WRITTEN EXERCISE.
Could you write out every entry exactly as it stands?

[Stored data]
____
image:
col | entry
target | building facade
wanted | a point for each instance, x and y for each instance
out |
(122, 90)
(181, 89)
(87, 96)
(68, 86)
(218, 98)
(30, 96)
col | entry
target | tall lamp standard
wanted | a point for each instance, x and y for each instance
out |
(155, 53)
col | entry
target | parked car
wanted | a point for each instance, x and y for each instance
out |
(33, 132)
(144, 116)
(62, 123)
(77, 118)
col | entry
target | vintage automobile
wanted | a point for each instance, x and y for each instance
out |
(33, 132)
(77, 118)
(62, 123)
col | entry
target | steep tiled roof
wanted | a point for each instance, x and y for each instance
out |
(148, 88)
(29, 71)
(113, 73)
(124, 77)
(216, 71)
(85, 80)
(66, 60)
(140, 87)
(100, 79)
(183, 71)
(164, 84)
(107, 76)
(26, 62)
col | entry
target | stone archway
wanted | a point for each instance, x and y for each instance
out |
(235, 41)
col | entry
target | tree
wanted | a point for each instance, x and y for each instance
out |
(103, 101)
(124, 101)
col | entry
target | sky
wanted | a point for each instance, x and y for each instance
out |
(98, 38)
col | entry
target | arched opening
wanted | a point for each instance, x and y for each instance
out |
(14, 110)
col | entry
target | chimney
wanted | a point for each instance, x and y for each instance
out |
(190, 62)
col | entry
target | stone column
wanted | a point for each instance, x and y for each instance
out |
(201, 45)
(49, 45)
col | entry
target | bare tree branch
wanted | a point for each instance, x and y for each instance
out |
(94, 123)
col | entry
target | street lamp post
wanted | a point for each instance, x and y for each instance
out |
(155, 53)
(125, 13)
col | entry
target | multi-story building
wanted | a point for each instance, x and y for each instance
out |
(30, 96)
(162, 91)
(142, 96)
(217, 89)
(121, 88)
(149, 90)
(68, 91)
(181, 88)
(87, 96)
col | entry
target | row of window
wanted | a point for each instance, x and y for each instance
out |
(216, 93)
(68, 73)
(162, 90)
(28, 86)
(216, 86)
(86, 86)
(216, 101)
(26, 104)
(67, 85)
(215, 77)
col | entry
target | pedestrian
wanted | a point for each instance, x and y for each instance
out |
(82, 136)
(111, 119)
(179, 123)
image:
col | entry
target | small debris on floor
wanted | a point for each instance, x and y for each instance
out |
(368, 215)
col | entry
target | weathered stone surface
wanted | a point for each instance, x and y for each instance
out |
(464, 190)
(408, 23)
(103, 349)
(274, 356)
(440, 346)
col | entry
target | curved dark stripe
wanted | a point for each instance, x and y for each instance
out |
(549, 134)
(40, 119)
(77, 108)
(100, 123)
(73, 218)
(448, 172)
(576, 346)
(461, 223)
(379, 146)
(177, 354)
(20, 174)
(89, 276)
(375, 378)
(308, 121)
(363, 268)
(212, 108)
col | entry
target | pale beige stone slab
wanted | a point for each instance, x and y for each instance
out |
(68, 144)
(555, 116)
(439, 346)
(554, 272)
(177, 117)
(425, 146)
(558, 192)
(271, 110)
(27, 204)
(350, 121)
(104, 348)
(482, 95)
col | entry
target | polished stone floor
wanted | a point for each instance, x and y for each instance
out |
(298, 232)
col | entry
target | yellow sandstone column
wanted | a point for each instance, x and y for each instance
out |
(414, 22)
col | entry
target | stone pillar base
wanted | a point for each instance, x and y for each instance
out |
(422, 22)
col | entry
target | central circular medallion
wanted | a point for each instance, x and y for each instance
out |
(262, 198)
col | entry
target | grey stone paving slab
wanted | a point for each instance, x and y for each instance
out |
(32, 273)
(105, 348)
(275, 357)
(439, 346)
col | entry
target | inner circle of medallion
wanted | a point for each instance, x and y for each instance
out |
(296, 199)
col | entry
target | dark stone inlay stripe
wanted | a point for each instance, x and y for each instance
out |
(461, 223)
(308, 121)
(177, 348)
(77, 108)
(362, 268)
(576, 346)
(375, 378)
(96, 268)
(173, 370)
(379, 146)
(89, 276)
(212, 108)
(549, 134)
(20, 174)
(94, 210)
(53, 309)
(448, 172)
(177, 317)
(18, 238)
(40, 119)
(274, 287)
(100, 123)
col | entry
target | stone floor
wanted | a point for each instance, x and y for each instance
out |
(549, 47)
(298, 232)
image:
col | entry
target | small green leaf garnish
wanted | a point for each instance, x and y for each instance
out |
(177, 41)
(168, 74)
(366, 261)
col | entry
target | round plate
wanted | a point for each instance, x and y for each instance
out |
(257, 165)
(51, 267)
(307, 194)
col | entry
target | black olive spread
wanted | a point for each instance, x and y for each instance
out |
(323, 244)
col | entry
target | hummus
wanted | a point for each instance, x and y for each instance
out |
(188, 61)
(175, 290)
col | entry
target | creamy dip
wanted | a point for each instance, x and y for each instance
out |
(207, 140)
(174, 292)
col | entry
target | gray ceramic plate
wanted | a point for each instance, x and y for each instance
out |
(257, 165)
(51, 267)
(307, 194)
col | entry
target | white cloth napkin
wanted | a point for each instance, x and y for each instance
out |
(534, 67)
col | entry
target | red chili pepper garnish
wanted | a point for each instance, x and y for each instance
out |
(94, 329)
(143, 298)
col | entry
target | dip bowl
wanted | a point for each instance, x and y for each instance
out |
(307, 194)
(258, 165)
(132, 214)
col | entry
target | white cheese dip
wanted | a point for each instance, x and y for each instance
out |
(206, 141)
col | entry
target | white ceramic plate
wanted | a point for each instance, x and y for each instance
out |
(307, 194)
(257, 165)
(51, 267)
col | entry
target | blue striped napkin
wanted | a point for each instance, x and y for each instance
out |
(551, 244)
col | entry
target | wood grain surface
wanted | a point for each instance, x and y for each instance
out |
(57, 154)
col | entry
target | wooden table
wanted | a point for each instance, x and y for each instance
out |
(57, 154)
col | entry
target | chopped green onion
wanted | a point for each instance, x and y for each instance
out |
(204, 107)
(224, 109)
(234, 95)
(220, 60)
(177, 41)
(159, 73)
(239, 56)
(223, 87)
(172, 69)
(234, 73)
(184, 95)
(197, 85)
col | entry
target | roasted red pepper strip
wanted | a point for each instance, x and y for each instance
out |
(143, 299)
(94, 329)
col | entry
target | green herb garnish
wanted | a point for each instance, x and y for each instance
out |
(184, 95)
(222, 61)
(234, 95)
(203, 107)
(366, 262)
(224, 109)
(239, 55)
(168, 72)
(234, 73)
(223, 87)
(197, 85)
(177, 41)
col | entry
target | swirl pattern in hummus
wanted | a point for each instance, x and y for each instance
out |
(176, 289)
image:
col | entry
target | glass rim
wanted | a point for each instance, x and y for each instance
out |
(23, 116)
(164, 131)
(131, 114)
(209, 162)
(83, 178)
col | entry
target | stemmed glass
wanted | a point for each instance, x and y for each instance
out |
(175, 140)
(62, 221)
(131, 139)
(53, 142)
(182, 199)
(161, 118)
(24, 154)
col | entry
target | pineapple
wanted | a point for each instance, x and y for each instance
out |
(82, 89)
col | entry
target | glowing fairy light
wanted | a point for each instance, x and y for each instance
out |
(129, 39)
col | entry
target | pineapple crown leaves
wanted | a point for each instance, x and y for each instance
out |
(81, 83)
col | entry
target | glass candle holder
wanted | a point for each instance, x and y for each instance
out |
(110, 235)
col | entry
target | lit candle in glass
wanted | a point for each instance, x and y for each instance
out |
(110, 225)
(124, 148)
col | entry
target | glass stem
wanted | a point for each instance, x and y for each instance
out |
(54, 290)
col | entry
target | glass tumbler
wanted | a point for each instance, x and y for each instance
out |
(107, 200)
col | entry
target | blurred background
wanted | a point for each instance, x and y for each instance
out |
____
FULL OUTPUT.
image:
col | entry
target | building facade
wanted | a point for each instance, x and y for each instance
out |
(122, 90)
(181, 89)
(87, 96)
(68, 86)
(218, 98)
(30, 96)
col | entry
target | tall lamp standard
wanted | a point for each instance, x and y for each instance
out |
(155, 53)
col | entry
target | parked car
wanted | a point for each instance, x and y for each instance
out |
(33, 132)
(144, 116)
(62, 123)
(77, 118)
col | entry
target | vintage automobile
wanted | a point for each instance, x and y for each instance
out |
(33, 132)
(77, 118)
(62, 123)
col | entry
target | steep tiled roof
wanted | a point for each instance, x and y for each instance
out |
(148, 88)
(29, 71)
(113, 73)
(124, 77)
(216, 71)
(85, 80)
(66, 60)
(140, 87)
(100, 79)
(183, 71)
(164, 84)
(107, 76)
(26, 62)
col | entry
target | stone archway
wanted | a point for each instance, x and y for each instance
out |
(235, 41)
col | entry
target | tree
wanted | a point for each instance, x and y for each instance
out |
(103, 101)
(124, 101)
col | entry
target | sky
wanted | a point for each instance, x and y for each instance
out |
(98, 38)
col | entry
target | arched opening
wanted | a point for each instance, x and y for each instance
out |
(14, 110)
col | entry
target | chimney
wanted | a point for each instance, x and y for each instance
out |
(190, 62)
col | entry
target | stone column
wanted | a point for each instance, x and y for each instance
out |
(201, 45)
(49, 45)
col | entry
target | bare tree branch
wanted | a point for each instance, x and y for each instance
out |
(94, 123)
col | entry
target | street lamp post
wanted | a point for each instance, x and y for each instance
out |
(155, 53)
(125, 13)
col | entry
target | multi-story building
wanted | a point for each instance, x and y for each instance
out |
(30, 96)
(162, 91)
(142, 96)
(217, 89)
(121, 88)
(149, 90)
(68, 91)
(181, 88)
(87, 96)
col | entry
target | row of window
wanted | a point for each instance, x and y for each instance
out |
(216, 93)
(68, 73)
(162, 90)
(28, 86)
(216, 86)
(86, 86)
(216, 101)
(26, 104)
(67, 85)
(215, 77)
col | entry
target | pedestrian
wanted | a point for each instance, x and y for each instance
out |
(82, 136)
(111, 119)
(179, 123)
image:
col | entry
target | small debris on floor
wanted | a point for each instance, x and y for each instance
out |
(368, 215)
col | entry
target | weathered stone surface
wanted | a point for each instance, x and y for each instance
out |
(464, 190)
(408, 23)
(103, 349)
(274, 356)
(440, 346)
col | entry
target | curved dark stripe
wanted | a point for each instance, x and y for each instance
out |
(549, 134)
(40, 119)
(77, 108)
(100, 123)
(73, 218)
(448, 172)
(576, 346)
(461, 223)
(379, 146)
(177, 354)
(20, 174)
(89, 276)
(375, 378)
(308, 121)
(363, 268)
(212, 108)
col | entry
target | pale beige stone slab
wanted | a point for each instance, x and y for each instance
out |
(68, 144)
(555, 116)
(439, 346)
(554, 272)
(177, 117)
(425, 146)
(558, 192)
(271, 110)
(27, 204)
(350, 121)
(104, 348)
(482, 95)
col | entry
target | polished stone floor
wanted | a point for each instance, x and y for each instance
out |
(298, 232)
col | entry
target | yellow sandstone column
wanted | a point for each instance, x and y for each instance
out |
(414, 22)
col | entry
target | stone pillar base
wanted | a point for each instance, x and y for each instance
out |
(422, 22)
col | entry
target | central circular medallion
wanted | a point for each instance, x and y for each instance
out |
(262, 198)
col | entry
target | grey stone paving slab
wanted | a point for each instance, x and y for each instance
out |
(32, 273)
(105, 348)
(275, 357)
(439, 346)
col | entry
target | inner circle of medallion
wanted | a point for each instance, x and y for each instance
out |
(296, 199)
col | entry
target | dark stone inlay stripe
wanted | a point for each instance, x and y for each instance
out |
(461, 223)
(308, 121)
(177, 348)
(77, 108)
(362, 268)
(576, 346)
(375, 378)
(96, 268)
(173, 370)
(379, 146)
(89, 276)
(212, 108)
(549, 134)
(20, 174)
(94, 210)
(53, 309)
(448, 172)
(177, 317)
(18, 238)
(40, 119)
(274, 287)
(100, 123)
col | entry
target | stone floor
wanted | a point for each instance, x and y for each instance
out |
(549, 47)
(298, 232)
image:
col | entry
target | small green leaf garnish
wanted | a point for each instance, x and y for each instance
out |
(177, 41)
(168, 74)
(366, 261)
col | entry
target | round plate
wanted | a point for each instance, x and y for each instance
out |
(257, 165)
(51, 267)
(307, 194)
col | entry
target | black olive spread
wanted | a point for each instance, x and y for each instance
out |
(323, 244)
col | entry
target | hummus
wanted | a point for each instance, x and y for each instance
out |
(188, 61)
(175, 290)
col | entry
target | creamy dip
wanted | a point for each instance, x and y for each instance
out |
(207, 140)
(174, 292)
col | entry
target | gray ceramic plate
wanted | a point for each instance, x and y for each instance
out |
(257, 165)
(51, 267)
(307, 194)
col | entry
target | white cloth napkin
wanted | a point for each instance, x and y for each instance
out |
(534, 67)
col | entry
target | red chili pepper garnish
wanted | a point for each instance, x and y for each instance
out |
(94, 329)
(143, 298)
col | entry
target | dip bowl
wanted | a point for each instance, x and y for each instance
out |
(307, 194)
(258, 165)
(132, 214)
col | entry
target | white cheese dip
wanted | a point for each instance, x and y for each instance
out |
(206, 141)
col | entry
target | white ceramic plate
wanted | a point for each instance, x and y for each instance
out |
(307, 194)
(257, 165)
(51, 267)
col | entry
target | blue striped napkin
wanted | a point for each instance, x and y for each instance
out |
(551, 244)
col | entry
target | wood grain surface
wanted | a point for each instance, x and y for each instance
out |
(57, 154)
col | entry
target | wooden table
wanted | a point for each instance, x and y for each instance
out |
(57, 154)
col | entry
target | chopped green onion
wanted | a point for each instance, x and y for each instance
out |
(204, 107)
(224, 109)
(234, 95)
(220, 60)
(177, 41)
(159, 73)
(239, 56)
(223, 87)
(172, 69)
(234, 73)
(184, 95)
(197, 85)
col | entry
target | roasted red pepper strip
wanted | a point for each instance, x and y for each instance
out |
(143, 299)
(94, 329)
col | entry
target | green herb garnish
wanted | a point for each instance, x and y for each instance
out |
(184, 95)
(222, 61)
(234, 95)
(203, 107)
(366, 262)
(224, 109)
(239, 55)
(168, 72)
(234, 73)
(223, 87)
(197, 85)
(177, 41)
col | entry
target | swirl pattern in hummus
wanted | a point for each instance, x and y for each instance
out |
(176, 289)
image:
col | entry
target | glass rim
wanted | a point for each instance, x and y for each instance
out |
(23, 116)
(164, 131)
(131, 114)
(209, 162)
(83, 178)
col | entry
target | stemmed glass
wanted | a point for each instance, x and y for each instance
out |
(175, 140)
(62, 221)
(131, 139)
(53, 142)
(182, 199)
(161, 118)
(24, 154)
col | entry
target | pineapple
wanted | a point for each instance, x and y for each instance
out |
(82, 89)
col | entry
target | glowing fairy light
wanted | a point for each instance, x and y for each instance
out |
(129, 39)
col | entry
target | pineapple crown leaves
wanted | a point for each instance, x and y for each instance
out |
(81, 83)
col | entry
target | glass candle holder
wanted | a point for each instance, x and y for each instance
out |
(110, 235)
col | entry
target | lit candle in glass
wanted | a point for each instance, x and y for each instance
out |
(110, 225)
(124, 148)
col | entry
target | glass stem
wanted | a point for each instance, x and y for each instance
out |
(54, 290)
col | entry
target | glass tumbler
wanted | a point for each instance, x and y for each instance
out |
(107, 200)
col | entry
target | blurred background
wanted | a point for each instance, x and y for each instance
out |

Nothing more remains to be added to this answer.